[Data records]
# # # #

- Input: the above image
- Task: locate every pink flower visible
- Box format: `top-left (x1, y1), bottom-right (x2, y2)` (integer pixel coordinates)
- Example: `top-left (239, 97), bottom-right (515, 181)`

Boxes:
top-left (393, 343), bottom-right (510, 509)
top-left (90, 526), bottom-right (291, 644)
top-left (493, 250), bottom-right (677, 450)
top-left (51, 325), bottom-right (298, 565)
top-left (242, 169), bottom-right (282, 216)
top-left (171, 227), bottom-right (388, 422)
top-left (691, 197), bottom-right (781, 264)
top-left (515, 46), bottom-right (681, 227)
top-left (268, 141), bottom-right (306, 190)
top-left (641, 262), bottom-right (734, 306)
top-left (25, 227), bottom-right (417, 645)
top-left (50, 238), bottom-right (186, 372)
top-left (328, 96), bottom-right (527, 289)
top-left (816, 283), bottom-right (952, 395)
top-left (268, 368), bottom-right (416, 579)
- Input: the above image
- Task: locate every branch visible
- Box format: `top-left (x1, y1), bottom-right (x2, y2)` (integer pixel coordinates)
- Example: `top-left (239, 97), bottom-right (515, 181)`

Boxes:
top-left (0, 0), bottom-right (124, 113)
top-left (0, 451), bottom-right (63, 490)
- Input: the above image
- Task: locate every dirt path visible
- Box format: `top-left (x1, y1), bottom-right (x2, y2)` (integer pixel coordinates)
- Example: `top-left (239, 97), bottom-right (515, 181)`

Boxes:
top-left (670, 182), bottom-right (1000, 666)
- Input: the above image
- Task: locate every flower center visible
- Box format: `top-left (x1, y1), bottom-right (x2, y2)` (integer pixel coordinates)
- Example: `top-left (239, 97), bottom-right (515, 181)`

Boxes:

# # # #

**To do**
Filter the data, keeping only the lines that contain "every".

**Finished exercise**
- Task: locate every pink flower visible
- Task: locate every branch visible
- Task: locate every dirt path visible
- Task: locate every flower center visible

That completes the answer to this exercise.